● **PAGE TEXT**

-- Start --

In petrelharp/msarg: Simulate Spatial Demographies with ms

require(ape)
library(msarg)
fig.dim <- 5
knitr::opts_chunk$set(fig.height=2*fig.dim,fig.width=2*fig.dim,fig.align='center')

Here are some simpler, probably better, specific examples:

Appearance, and disappearance, of a barrier
Parallel universes
Sudden appearance, and gradual retreat, of a glacier

Forwards and Reverse Time

The migration rates of ms are: "$m_{ij}$ the fraction of subpopulation $i$ which is made up of migrants from subpopulation $j$ each generation". But to translate to more natural units of migration, we need to scale these rates by population size; as the ms documentation notes: adding -n 3 0.5 has the effect that: "the number of migrant copies arriving each generation from a particular population, or from all other subpopulations, to population 3 is half as large as a consequence of this command. This is because the fraction of migrants is the same, but the total number of individuals is half what it would have been without the -n command." In other words, the -m of ms gives the probability of migration of a lineage, in reverse time, not an individual.

To make this more intuitive, and along the way make it easier to specify range expansions, we're going to be specifying migration rates in forwards time. The migration rate $m_{ij}$ of ms is: $$ m_{ij} = \frac{ \text{(number of inmigrants to $i$ from $j$ per generation)} }{ \text{(size of population $i$)} } $$ or equivalently $$ m_{ij} = \text{(probability an indiv from $j$ will migrate to $i$ per generation)} \times \frac{ \text{(size of population $j$)} }{ \text{(size of population $i$)} } $$ We'll specify things in terms of probability an indiv from $j$ will migrate to $i$ per generation, which we call $\tilde m_{ji}$, and then when outputting to ms format, compute $m_{ij} = \tilde m_{ji} n_j/n_i$.

-- End --

Stored items:
-- Start --

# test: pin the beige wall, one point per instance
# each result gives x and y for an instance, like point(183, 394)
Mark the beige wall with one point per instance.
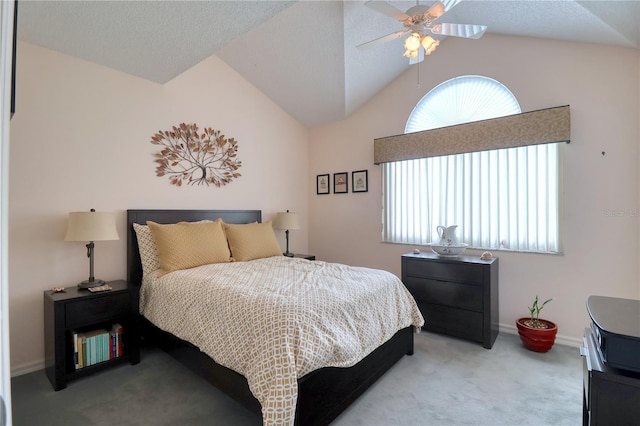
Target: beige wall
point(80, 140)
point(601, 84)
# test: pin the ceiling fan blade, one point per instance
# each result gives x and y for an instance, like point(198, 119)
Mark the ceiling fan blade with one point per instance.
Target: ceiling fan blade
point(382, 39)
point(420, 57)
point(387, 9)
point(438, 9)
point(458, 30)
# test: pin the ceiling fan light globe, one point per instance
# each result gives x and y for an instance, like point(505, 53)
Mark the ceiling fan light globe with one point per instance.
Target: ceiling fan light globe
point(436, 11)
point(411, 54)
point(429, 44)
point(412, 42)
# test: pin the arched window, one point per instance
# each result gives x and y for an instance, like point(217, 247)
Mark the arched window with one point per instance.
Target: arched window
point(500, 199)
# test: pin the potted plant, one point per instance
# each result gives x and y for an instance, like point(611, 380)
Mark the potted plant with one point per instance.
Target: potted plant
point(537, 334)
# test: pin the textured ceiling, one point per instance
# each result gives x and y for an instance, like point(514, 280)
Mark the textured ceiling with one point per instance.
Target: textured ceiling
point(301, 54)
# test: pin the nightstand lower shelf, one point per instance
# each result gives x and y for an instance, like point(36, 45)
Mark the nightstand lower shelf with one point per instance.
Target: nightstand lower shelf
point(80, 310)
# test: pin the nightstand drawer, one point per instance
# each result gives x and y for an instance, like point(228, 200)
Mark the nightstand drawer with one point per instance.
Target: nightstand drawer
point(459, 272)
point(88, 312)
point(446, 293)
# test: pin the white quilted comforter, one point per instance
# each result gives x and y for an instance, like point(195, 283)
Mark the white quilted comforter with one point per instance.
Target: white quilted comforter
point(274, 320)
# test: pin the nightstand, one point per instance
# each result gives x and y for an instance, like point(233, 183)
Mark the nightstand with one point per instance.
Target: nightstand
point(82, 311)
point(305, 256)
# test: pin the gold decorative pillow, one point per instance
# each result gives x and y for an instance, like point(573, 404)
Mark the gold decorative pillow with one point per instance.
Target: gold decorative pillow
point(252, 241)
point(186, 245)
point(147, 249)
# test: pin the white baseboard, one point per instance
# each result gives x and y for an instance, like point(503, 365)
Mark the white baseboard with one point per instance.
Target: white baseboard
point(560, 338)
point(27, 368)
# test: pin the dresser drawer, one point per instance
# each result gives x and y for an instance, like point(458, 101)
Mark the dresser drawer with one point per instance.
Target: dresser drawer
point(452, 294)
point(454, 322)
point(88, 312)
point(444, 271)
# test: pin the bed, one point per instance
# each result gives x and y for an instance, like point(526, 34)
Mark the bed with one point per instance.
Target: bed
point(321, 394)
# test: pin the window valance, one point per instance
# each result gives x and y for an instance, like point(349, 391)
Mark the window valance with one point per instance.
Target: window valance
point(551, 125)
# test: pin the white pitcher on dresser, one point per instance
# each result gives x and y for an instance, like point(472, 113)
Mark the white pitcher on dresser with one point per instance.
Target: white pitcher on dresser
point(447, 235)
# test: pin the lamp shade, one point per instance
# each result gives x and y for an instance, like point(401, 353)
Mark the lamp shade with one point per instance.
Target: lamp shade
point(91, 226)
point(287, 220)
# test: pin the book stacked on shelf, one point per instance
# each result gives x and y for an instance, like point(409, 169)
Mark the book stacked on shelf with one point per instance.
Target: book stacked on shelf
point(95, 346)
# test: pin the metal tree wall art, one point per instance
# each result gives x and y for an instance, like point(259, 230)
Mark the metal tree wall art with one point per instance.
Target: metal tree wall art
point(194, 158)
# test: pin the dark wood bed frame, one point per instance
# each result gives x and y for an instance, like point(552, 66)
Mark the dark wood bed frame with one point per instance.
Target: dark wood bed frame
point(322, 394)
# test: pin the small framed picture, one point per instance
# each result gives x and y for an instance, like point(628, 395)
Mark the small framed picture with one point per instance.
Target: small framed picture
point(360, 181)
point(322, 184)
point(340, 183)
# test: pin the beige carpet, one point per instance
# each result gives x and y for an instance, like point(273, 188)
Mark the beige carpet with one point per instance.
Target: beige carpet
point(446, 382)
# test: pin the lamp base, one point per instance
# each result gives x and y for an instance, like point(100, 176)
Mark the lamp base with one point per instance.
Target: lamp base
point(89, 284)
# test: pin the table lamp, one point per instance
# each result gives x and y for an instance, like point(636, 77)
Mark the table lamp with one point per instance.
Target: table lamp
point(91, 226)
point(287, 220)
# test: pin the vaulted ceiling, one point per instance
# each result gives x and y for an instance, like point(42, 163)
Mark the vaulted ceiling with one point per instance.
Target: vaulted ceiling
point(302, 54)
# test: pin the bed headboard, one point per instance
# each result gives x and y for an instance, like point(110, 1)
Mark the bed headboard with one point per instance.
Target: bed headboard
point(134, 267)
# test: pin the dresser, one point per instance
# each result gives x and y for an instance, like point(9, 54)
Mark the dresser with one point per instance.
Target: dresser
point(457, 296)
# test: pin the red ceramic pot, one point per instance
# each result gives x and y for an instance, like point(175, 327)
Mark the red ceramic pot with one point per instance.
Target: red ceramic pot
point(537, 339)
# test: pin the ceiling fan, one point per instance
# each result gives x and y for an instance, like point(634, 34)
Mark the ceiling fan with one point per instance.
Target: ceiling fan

-- End --

● **TASK REQUIREMENTS**
• A. In the msarg page text, what does the -m option of ms give the probability of?
• B. Rewrite the msarg page text, beginning at the words "Appearance, and disappearance, of" and stopping after "not an individual.", with "sampled copy" put in place of "lineage".
• C. Name every specific example that the msarg page text lists as simpler and probably better.

● **COMPLETE ANSWERS**
• A. The migration of a lineage, in reverse time, not an individual.

• B.
Appearance, and disappearance, of a barrier
Parallel universes
Sudden appearance, and gradual retreat, of a glacier

Forwards and Reverse Time

The migration rates of ms are: "$m_{ij}$ the fraction of subpopulation $i$ which is made up of migrants from subpopulation $j$ each generation". But to translate to more natural units of migration, we need to scale these rates by population size; as the ms documentation notes: adding -n 3 0.5 has the effect that: "the number of migrant copies arriving each generation from a particular population, or from all other subpopulations, to population 3 is half as large as a consequence of this command. This is because the fraction of migrants is the same, but the total number of individuals is half what it would have been without the -n command." In other words, the -m of ms gives the probability of migration of a sampled copy, in reverse time, not an individual.

• C.
Appearance, and disappearance, of a barrier
Parallel universes
Sudden appearance, and gradual retreat, of a glacier